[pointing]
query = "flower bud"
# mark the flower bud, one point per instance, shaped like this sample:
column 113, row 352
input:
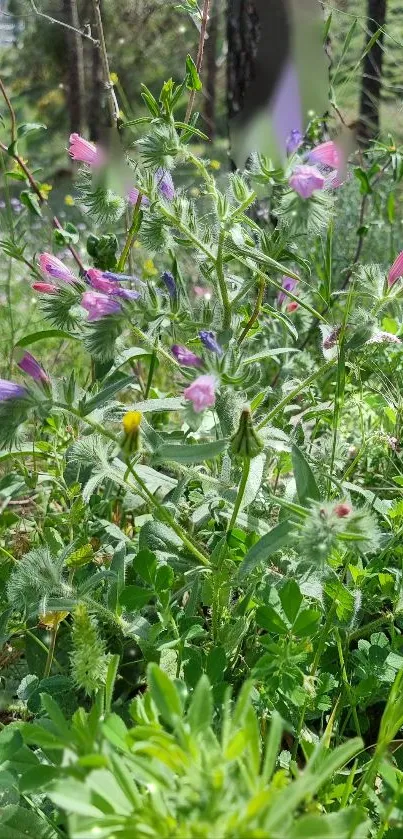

::::::::::

Please copy out every line of the items above word for word, omitting the pictures.

Result -
[pointing]
query = "flower bud"
# mark the flower bud, one point per instance, shaped like this sample:
column 113, row 352
input:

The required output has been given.